As the noble red-wine grape of Burgundy, Pinot Noir ("Pee-no Nwahr" or "Black Pinot") is certainly, and justifiably, the most noteworthy. Its vines grow in tight bunches that may have reminded an early vine grower of a pine cone, leading to the name "Pinot."
But there's also Pinot Blanc ("White Pinot," Italy's Pinot Bianco), Pinot Gris ("Gray Pinot," Pinot Grigio in Italian), and even such less-known but respected varieties as Pinot Meunier ("Miller's Pinot," used in the traditional Champagne blend, whose leaves have a white underside that looks like they're dusted with flour) and the rare Pinot Teinturier ("Dyer's Pinot," with its dark-red juice).
Where did all these Pinot colors come from? Perhaps surprisingly, wine-grape researchers have examined the DNA of many grapes and concluded that all Pinots are descendants (literally, "clonal mutants") of a single ancestor grapevine. One of the earliest cultivated wine grapes, Pinot has been known since ancient Roman times; when branches with different colored fruit occasionally appeared, they were propagated by cuttings, resulting eventually in the array of Pinot colors we know today.

☆ ☆ ☆ ☆

Assigned task:
Using the text on Pinot grapes, say whether each statement agrees with it and quote the words that decide it: (a) Pinot Meunier is used in the traditional Champagne blend. (b) Pinot Teinturier is a common variety. (c) Researchers concluded that all Pinots come from a single ancestor grapevine.

☆ ☆ ☆ ☆

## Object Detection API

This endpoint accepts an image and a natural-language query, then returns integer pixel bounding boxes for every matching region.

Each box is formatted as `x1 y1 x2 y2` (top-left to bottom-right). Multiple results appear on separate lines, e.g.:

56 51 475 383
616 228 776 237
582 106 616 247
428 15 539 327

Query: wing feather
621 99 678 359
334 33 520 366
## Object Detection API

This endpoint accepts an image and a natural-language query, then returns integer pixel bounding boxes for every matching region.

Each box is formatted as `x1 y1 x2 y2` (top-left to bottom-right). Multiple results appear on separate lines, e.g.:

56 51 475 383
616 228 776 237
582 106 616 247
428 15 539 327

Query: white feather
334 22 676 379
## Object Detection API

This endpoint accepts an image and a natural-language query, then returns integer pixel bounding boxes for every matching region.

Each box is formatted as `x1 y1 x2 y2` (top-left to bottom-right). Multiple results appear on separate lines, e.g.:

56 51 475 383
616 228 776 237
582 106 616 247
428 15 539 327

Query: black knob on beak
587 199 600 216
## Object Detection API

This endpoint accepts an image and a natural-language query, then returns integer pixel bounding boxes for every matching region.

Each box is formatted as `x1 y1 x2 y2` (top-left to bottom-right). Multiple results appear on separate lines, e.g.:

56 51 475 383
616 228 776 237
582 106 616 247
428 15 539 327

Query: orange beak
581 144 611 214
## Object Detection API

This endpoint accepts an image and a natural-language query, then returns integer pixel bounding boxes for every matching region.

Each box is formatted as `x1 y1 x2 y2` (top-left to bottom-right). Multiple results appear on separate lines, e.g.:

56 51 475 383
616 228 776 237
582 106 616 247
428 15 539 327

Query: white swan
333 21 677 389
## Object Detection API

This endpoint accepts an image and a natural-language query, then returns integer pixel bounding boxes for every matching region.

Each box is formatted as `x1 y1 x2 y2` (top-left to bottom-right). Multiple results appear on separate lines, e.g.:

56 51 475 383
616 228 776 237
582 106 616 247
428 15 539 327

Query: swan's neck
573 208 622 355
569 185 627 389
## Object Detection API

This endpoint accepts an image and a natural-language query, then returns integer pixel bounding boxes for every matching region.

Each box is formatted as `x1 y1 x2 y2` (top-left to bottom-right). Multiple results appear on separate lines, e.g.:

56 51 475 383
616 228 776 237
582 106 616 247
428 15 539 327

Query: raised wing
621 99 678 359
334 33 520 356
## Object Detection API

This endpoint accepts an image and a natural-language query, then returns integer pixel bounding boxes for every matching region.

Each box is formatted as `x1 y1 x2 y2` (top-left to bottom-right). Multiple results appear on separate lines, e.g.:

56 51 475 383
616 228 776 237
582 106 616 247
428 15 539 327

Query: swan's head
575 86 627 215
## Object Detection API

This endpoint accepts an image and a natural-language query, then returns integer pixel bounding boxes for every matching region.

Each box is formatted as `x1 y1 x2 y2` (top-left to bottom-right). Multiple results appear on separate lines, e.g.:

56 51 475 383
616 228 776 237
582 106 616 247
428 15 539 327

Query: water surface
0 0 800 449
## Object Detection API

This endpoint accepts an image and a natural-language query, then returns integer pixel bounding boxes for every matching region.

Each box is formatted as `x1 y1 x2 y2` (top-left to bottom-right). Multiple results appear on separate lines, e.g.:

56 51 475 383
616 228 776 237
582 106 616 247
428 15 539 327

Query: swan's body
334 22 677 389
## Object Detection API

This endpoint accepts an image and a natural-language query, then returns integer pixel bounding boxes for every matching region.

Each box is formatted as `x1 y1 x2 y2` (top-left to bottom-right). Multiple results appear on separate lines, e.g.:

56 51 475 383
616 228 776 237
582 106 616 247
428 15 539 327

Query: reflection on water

☆ ☆ ☆ ☆

Answer to this problem:
(a) Yes: "used in the traditional Champagne blend"
(b) No: "the rare Pinot Teinturier"
(c) Yes: "all Pinots are descendants (literally, "clonal mutants") of a single ancestor grapevine"